(Lines of data)

_ _ _ _

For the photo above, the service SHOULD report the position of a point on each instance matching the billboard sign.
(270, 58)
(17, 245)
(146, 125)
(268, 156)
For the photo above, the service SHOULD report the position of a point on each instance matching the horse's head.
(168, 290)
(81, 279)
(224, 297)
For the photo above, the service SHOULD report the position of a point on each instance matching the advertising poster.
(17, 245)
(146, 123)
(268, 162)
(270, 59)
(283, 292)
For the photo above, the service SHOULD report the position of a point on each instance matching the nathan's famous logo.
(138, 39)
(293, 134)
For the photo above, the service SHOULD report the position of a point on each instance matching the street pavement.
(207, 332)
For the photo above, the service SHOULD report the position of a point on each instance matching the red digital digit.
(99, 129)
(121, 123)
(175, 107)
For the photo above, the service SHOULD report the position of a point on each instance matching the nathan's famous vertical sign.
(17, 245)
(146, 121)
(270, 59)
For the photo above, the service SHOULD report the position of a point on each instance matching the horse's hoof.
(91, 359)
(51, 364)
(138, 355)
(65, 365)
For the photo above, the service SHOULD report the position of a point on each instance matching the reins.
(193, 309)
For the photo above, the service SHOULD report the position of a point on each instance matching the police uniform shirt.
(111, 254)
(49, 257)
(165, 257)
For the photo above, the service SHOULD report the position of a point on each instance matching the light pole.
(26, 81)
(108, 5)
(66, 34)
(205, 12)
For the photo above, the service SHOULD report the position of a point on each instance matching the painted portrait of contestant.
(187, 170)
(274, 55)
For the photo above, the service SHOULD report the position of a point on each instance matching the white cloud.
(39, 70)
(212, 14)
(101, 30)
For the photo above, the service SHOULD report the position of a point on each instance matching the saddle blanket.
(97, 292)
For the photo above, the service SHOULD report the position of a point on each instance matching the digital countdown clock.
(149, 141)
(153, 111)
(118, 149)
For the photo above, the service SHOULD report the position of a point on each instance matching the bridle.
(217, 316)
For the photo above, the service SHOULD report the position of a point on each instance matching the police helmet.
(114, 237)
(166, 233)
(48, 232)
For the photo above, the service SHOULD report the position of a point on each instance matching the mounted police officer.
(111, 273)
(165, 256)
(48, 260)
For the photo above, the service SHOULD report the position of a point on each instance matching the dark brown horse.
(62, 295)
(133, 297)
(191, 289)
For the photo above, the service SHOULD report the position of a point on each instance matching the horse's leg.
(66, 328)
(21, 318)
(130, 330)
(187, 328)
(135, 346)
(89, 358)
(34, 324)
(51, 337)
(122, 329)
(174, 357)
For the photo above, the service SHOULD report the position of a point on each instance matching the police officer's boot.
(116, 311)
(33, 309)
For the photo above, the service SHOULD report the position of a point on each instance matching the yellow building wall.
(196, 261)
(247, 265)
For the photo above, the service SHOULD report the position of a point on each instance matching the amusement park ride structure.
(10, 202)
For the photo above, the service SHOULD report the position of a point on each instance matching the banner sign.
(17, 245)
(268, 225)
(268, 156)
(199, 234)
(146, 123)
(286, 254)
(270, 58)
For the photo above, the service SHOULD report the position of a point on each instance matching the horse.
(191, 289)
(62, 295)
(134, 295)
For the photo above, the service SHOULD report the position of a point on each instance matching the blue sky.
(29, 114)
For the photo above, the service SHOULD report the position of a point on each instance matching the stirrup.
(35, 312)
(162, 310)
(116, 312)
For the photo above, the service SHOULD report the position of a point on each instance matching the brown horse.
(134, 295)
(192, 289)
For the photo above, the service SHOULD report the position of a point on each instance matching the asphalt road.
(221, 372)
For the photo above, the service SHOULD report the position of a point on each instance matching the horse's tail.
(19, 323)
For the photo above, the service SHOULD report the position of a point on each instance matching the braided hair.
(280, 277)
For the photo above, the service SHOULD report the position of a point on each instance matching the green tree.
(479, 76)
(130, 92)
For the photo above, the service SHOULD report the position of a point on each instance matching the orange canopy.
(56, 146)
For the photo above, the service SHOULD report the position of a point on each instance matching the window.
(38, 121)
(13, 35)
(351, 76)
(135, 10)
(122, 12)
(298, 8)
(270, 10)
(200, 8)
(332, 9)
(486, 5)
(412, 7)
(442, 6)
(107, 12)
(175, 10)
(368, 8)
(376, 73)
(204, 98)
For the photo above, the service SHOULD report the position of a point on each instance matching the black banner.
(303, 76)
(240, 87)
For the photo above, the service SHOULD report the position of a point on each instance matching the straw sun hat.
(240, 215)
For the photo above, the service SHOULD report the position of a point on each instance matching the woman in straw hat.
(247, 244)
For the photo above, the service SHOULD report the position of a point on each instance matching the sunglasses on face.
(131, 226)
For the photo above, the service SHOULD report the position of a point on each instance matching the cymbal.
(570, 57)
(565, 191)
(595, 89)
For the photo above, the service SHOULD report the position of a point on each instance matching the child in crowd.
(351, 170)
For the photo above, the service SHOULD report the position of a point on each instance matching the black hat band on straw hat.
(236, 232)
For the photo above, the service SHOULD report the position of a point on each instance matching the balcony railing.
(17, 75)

_ _ _ _

_What is expected:_ Render the records above as a Markdown table with the columns Row and Line. Put each line's number under Row and the line itself under Line, and omit blank lines.

_Worked solution:_
| Row | Line |
|---|---|
| 1 | For the photo above, the service SHOULD report the position of a point on each instance matching the billboard sign. |
| 2 | (270, 58) |
| 3 | (17, 245) |
| 4 | (146, 125) |
| 5 | (268, 156) |
| 6 | For the photo above, the service SHOULD report the position of a point on each instance matching the horse's head. |
| 7 | (168, 290) |
| 8 | (81, 279) |
| 9 | (224, 297) |
| 10 | For the photo above, the service SHOULD report the position of a point on each instance matching the advertising poster. |
| 11 | (17, 245) |
| 12 | (146, 123) |
| 13 | (268, 162) |
| 14 | (270, 59) |
| 15 | (283, 292) |
| 16 | For the photo above, the service SHOULD report the position of a point on each instance matching the nathan's famous logo. |
| 17 | (138, 39) |
| 18 | (293, 134) |
| 19 | For the photo above, the service SHOULD report the position of a point on each instance matching the street pavement. |
| 20 | (207, 332) |
| 21 | For the photo above, the service SHOULD report the position of a point on each instance matching the red digital digit. |
| 22 | (99, 129) |
| 23 | (121, 123) |
| 24 | (175, 107) |
| 25 | For the photo above, the service SHOULD report the position of a point on each instance matching the nathan's famous vertical sign. |
| 26 | (17, 245) |
| 27 | (146, 121) |
| 28 | (270, 59) |
| 29 | For the photo above, the service SHOULD report the position of a point on each instance matching the horse's hoof. |
| 30 | (91, 359) |
| 31 | (51, 364) |
| 32 | (138, 355) |
| 33 | (65, 365) |
| 34 | For the photo above, the service SHOULD report the position of a point on each instance matching the reins. |
| 35 | (193, 309) |
| 36 | For the photo above, the service SHOULD report the position of a point on each instance matching the police uniform shirt. |
| 37 | (111, 254) |
| 38 | (49, 257) |
| 39 | (165, 257) |
| 40 | For the photo above, the service SHOULD report the position of a point on each instance matching the light pole. |
| 41 | (26, 81) |
| 42 | (108, 5) |
| 43 | (66, 34) |
| 44 | (205, 12) |
| 45 | For the photo above, the service SHOULD report the position of a point on each instance matching the painted portrait of contestant. |
| 46 | (187, 170) |
| 47 | (274, 55) |
| 48 | For the photo above, the service SHOULD report the position of a point on each instance matching the white cloud. |
| 49 | (39, 70) |
| 50 | (212, 14) |
| 51 | (101, 30) |
| 52 | For the photo above, the service SHOULD report the position of a point on each instance matching the saddle blanket. |
| 53 | (97, 292) |
| 54 | For the photo above, the service SHOULD report the position of a point on each instance matching the digital countdown clock. |
| 55 | (149, 141) |
| 56 | (153, 111) |
| 57 | (118, 149) |
| 58 | For the photo above, the service SHOULD report the position of a point on each instance matching the bridle. |
| 59 | (217, 316) |
| 60 | For the photo above, the service SHOULD report the position of a point on each instance matching the police helmet. |
| 61 | (114, 237) |
| 62 | (166, 233) |
| 63 | (48, 232) |
| 64 | For the photo above, the service SHOULD report the position of a point on each instance matching the mounted police officer. |
| 65 | (111, 273) |
| 66 | (165, 256) |
| 67 | (48, 260) |
| 68 | For the photo above, the service SHOULD report the position of a point on each instance matching the dark brown horse. |
| 69 | (62, 295) |
| 70 | (133, 297) |
| 71 | (191, 289) |
| 72 | For the photo above, the service SHOULD report the position of a point on each instance matching the horse's leg. |
| 73 | (66, 328) |
| 74 | (21, 318) |
| 75 | (130, 330) |
| 76 | (187, 328) |
| 77 | (135, 346) |
| 78 | (89, 358) |
| 79 | (34, 324) |
| 80 | (51, 337) |
| 81 | (122, 329) |
| 82 | (174, 357) |
| 83 | For the photo above, the service SHOULD report the position of a point on each instance matching the police officer's boot. |
| 84 | (116, 311) |
| 85 | (33, 309) |
| 86 | For the photo above, the service SHOULD report the position of a point on each instance matching the yellow building wall. |
| 87 | (196, 261) |
| 88 | (247, 265) |
| 89 | For the photo above, the service SHOULD report the position of a point on each instance matching the amusement park ride structure. |
| 90 | (10, 202) |
| 91 | For the photo above, the service SHOULD report the position of a point on each instance matching the banner sign. |
| 92 | (17, 245) |
| 93 | (268, 225) |
| 94 | (268, 156) |
| 95 | (199, 234) |
| 96 | (146, 123) |
| 97 | (286, 254) |
| 98 | (270, 58) |
| 99 | For the photo above, the service SHOULD report the position of a point on each instance matching the horse. |
| 100 | (191, 289) |
| 101 | (62, 295) |
| 102 | (134, 295) |
| 103 | For the photo above, the service SHOULD report the position of a point on each instance matching the blue sky. |
| 104 | (29, 114) |
| 105 | For the photo above, the service SHOULD report the position of a point on each instance matching the stirrup. |
| 106 | (35, 312) |
| 107 | (162, 310) |
| 108 | (116, 312) |
| 109 | For the photo above, the service SHOULD report the position of a point on each instance matching the brown horse. |
| 110 | (134, 295) |
| 111 | (192, 289) |
| 112 | For the photo above, the service SHOULD report the position of a point on each instance matching the asphalt road. |
| 113 | (221, 372) |
| 114 | For the photo above, the service SHOULD report the position of a point on each instance matching the horse's tail. |
| 115 | (19, 323) |
| 116 | For the photo above, the service SHOULD report the position of a point on each instance matching the braided hair. |
| 117 | (280, 277) |
| 118 | For the photo above, the service SHOULD report the position of a point on each instance matching the green tree. |
| 119 | (479, 76) |
| 120 | (130, 92) |
| 121 | For the photo above, the service SHOULD report the position of a point on each instance matching the orange canopy. |
| 122 | (56, 146) |
| 123 | For the photo above, the service SHOULD report the position of a point on each instance matching the window. |
| 124 | (38, 121) |
| 125 | (13, 35) |
| 126 | (351, 76) |
| 127 | (135, 10) |
| 128 | (122, 12) |
| 129 | (298, 8) |
| 130 | (270, 10) |
| 131 | (200, 8) |
| 132 | (332, 9) |
| 133 | (486, 5) |
| 134 | (412, 7) |
| 135 | (442, 6) |
| 136 | (107, 12) |
| 137 | (175, 10) |
| 138 | (368, 8) |
| 139 | (376, 73) |
| 140 | (204, 98) |
| 141 | For the photo above, the service SHOULD report the position of a point on each instance matching the black banner. |
| 142 | (303, 76) |
| 143 | (240, 87) |
| 144 | For the photo above, the service SHOULD report the position of a point on each instance matching the straw sun hat. |
| 145 | (240, 215) |
| 146 | For the photo above, the service SHOULD report the position of a point on each instance matching the woman in straw hat. |
| 147 | (247, 244) |
| 148 | For the photo above, the service SHOULD report the position of a point on each instance matching the sunglasses on face. |
| 149 | (131, 226) |
| 150 | For the photo above, the service SHOULD report the position of a point on each instance matching the cymbal. |
| 151 | (570, 57) |
| 152 | (565, 191) |
| 153 | (595, 89) |
| 154 | For the photo above, the service SHOULD report the position of a point on each instance matching the child in crowd. |
| 155 | (351, 170) |
| 156 | For the photo above, the service SHOULD report the position of a point on each instance matching the black hat band on straw hat. |
| 157 | (236, 232) |
| 158 | For the photo above, the service SHOULD report the position of a point on each instance matching the balcony railing. |
| 159 | (17, 75) |